[Labeled region listing]
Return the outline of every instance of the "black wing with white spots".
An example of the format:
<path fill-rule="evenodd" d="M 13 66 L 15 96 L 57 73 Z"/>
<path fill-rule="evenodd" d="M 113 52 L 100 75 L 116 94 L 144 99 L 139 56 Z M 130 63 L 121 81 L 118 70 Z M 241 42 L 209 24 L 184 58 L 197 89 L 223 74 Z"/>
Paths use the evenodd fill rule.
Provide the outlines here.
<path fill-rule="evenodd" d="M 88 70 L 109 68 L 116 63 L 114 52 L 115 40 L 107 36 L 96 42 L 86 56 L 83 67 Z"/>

**TASK TO CARRY OUT:** Please reproduce the listing above word for word, keeping every line unchanged.

**CORRECT OUTPUT:**
Return the outline of every instance of the "black wing with white spots".
An example of the format:
<path fill-rule="evenodd" d="M 13 66 L 15 96 L 57 73 Z"/>
<path fill-rule="evenodd" d="M 113 52 L 100 75 L 116 94 L 144 99 L 139 56 Z M 130 63 L 121 81 L 118 70 Z M 241 42 L 209 24 L 184 58 L 197 89 L 223 74 Z"/>
Paths use the evenodd fill rule.
Provide the outlines here.
<path fill-rule="evenodd" d="M 88 70 L 109 68 L 116 63 L 114 52 L 115 40 L 107 36 L 96 42 L 86 56 L 83 67 Z"/>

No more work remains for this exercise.